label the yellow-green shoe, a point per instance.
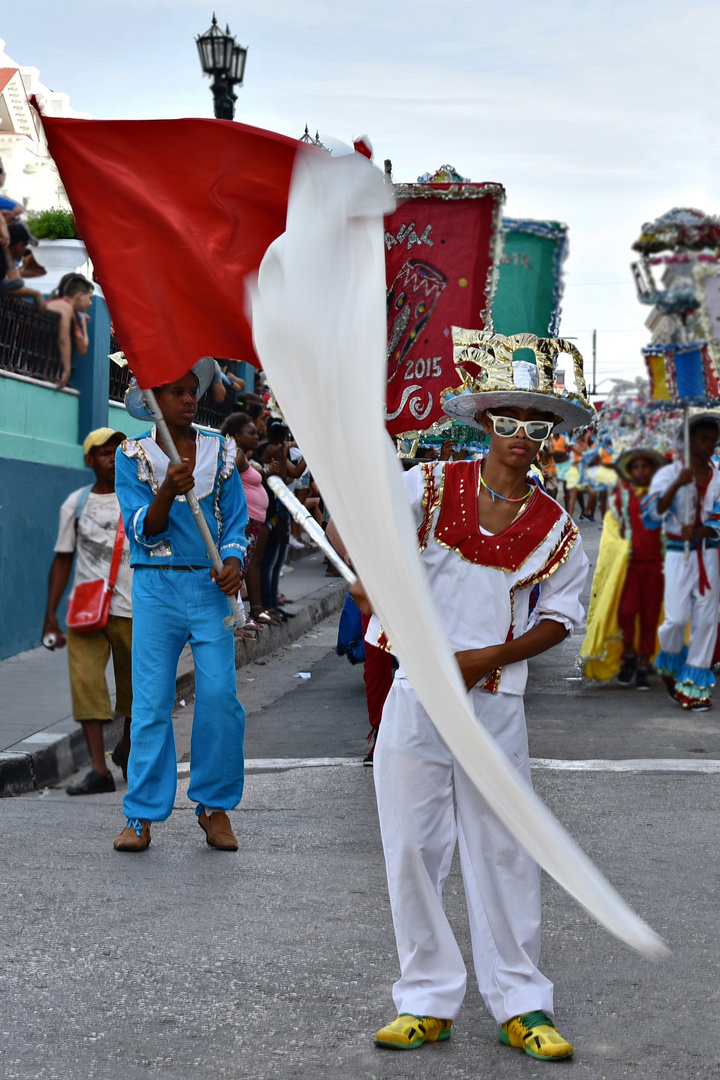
(408, 1031)
(537, 1035)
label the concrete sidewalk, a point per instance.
(40, 743)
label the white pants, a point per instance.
(416, 778)
(683, 605)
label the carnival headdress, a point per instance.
(492, 377)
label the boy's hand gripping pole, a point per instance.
(238, 616)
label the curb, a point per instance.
(51, 755)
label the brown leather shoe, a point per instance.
(217, 829)
(134, 837)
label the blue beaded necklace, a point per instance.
(505, 498)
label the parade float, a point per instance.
(678, 277)
(452, 260)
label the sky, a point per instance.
(594, 112)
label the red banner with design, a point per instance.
(439, 260)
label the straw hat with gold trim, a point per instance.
(492, 377)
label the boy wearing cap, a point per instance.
(488, 537)
(179, 597)
(87, 525)
(692, 584)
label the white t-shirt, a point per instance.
(295, 454)
(94, 540)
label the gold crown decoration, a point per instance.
(492, 376)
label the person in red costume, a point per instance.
(642, 594)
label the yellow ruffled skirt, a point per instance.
(601, 652)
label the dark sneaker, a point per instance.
(626, 673)
(94, 783)
(134, 837)
(119, 758)
(641, 680)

┄┄┄┄┄┄┄┄┄┄┄┄┄┄┄┄┄┄┄┄

### TASK OBJECTIVE
Rewrite all of the records above, replacing "label" with "mark" and keeping everything else unchanged. Leave the pictures out of your answer.

### SOLUTION
mark the yellow-green shoe, a point per instance.
(408, 1031)
(537, 1035)
mark the concrete sidewalk, a point per instance.
(40, 743)
mark the white pants, a point per instance.
(416, 778)
(683, 605)
mark the carnival headdress, a point per instance.
(492, 377)
mark the boy's hand gripping pole, a point per instance.
(238, 616)
mark the curb, a point per instance.
(51, 755)
mark the brown leather shoe, a point per instance.
(217, 829)
(134, 837)
mark the blue beaded necklace, a point per instance.
(505, 498)
mark the parade float, a point per instance.
(678, 277)
(452, 260)
mark the sky, a point per instance.
(594, 112)
mark the red banner with design, a point per instance.
(439, 260)
mark the straw hat with gold trim, a point per instance.
(492, 377)
mark the boy wearing cap, a point per instance.
(488, 537)
(179, 597)
(87, 525)
(692, 584)
mark the white t-shirt, a point per instance.
(295, 454)
(94, 540)
mark the gold crown decoration, a point per instance.
(492, 376)
mark the person in red costume, a point per instance.
(642, 594)
mark the yellow ruffled skirt, a point per instance.
(601, 652)
mark the dark sneaker, a point per instance.
(626, 673)
(94, 783)
(134, 837)
(119, 758)
(641, 680)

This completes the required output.